* Task objective *
Update the stretch from the start of the entries through the line containing "[0, 446, 906, 809]" by replacing "interface" with "scene", leaving everything else unchanged, and return only that stretch.

>>>

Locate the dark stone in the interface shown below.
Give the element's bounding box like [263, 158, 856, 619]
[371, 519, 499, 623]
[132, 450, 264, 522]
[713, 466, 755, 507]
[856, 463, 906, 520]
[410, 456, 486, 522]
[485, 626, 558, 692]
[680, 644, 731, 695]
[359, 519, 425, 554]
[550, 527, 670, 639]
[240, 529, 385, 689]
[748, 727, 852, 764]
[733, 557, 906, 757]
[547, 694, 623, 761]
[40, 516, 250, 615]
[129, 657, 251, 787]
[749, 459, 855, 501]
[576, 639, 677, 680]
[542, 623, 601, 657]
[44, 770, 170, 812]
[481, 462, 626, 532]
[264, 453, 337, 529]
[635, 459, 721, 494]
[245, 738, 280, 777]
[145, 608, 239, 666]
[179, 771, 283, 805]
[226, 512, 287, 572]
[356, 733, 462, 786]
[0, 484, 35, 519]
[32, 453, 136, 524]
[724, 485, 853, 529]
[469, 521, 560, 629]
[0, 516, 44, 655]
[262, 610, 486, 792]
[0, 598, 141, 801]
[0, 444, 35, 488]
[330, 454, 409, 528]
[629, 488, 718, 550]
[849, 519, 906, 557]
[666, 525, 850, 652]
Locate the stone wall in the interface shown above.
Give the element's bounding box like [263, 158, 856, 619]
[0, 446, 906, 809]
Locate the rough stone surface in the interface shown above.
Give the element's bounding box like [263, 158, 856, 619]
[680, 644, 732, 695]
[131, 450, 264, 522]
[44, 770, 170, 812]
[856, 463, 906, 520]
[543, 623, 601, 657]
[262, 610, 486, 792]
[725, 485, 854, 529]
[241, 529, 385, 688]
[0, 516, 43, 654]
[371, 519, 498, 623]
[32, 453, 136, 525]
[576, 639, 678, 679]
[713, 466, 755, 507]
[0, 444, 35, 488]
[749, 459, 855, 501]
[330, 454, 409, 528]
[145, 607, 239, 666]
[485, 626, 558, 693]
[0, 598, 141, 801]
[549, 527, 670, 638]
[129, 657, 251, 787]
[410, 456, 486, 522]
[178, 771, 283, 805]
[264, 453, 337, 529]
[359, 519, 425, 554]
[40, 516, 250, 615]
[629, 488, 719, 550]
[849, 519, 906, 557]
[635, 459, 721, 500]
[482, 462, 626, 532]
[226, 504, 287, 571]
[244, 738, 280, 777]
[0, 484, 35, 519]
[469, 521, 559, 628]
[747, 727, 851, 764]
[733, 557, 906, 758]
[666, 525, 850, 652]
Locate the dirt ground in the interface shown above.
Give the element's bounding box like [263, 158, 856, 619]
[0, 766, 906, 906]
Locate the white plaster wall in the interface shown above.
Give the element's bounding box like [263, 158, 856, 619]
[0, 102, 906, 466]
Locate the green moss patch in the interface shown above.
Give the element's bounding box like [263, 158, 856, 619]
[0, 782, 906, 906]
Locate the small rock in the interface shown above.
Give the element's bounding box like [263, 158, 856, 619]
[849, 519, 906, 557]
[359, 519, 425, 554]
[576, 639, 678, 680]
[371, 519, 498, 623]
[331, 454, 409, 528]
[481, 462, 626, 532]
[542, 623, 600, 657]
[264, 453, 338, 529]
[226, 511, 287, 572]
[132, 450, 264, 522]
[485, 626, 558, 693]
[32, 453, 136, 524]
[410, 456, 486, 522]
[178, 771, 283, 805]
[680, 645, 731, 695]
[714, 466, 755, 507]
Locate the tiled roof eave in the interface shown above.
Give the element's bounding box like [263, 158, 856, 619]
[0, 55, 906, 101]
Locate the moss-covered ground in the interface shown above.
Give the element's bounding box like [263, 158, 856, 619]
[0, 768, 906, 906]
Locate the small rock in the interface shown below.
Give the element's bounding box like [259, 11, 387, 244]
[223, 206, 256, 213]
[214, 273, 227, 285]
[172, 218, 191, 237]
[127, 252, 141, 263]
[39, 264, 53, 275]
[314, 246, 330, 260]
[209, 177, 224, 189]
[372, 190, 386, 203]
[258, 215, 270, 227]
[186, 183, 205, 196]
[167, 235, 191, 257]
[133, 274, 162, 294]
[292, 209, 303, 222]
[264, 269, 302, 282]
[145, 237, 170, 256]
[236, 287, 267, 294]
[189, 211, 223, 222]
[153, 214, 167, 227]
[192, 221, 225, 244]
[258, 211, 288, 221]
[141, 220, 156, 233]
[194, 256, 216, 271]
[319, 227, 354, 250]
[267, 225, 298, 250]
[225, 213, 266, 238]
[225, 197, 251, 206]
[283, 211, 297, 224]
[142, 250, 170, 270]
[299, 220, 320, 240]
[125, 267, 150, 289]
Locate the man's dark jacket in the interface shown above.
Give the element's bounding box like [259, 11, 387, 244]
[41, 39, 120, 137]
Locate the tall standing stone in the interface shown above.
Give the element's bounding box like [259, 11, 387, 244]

<<<

* Solution to the exercise *
Locate the dark stone in the scene shown below.
Give the element's bounding box like [263, 158, 856, 619]
[371, 519, 499, 623]
[132, 450, 264, 522]
[713, 466, 755, 507]
[856, 463, 906, 520]
[410, 456, 486, 522]
[485, 626, 558, 692]
[680, 644, 731, 695]
[359, 519, 425, 554]
[550, 527, 670, 639]
[240, 529, 385, 689]
[748, 727, 852, 764]
[733, 557, 906, 757]
[547, 694, 623, 761]
[40, 516, 250, 615]
[129, 657, 251, 787]
[749, 459, 855, 501]
[576, 639, 677, 680]
[542, 623, 601, 657]
[44, 770, 170, 812]
[481, 462, 626, 532]
[264, 453, 337, 529]
[635, 459, 721, 494]
[245, 738, 280, 777]
[145, 608, 239, 666]
[179, 771, 283, 805]
[226, 512, 287, 572]
[356, 733, 462, 786]
[0, 484, 35, 519]
[32, 453, 136, 524]
[724, 485, 853, 529]
[469, 521, 560, 629]
[0, 516, 44, 655]
[262, 610, 486, 792]
[0, 598, 141, 801]
[0, 444, 35, 488]
[330, 454, 409, 528]
[629, 488, 718, 550]
[849, 519, 906, 557]
[666, 525, 850, 652]
Locate the stone wall in the scene shown above.
Give the element's bounding box like [263, 158, 856, 619]
[0, 446, 906, 809]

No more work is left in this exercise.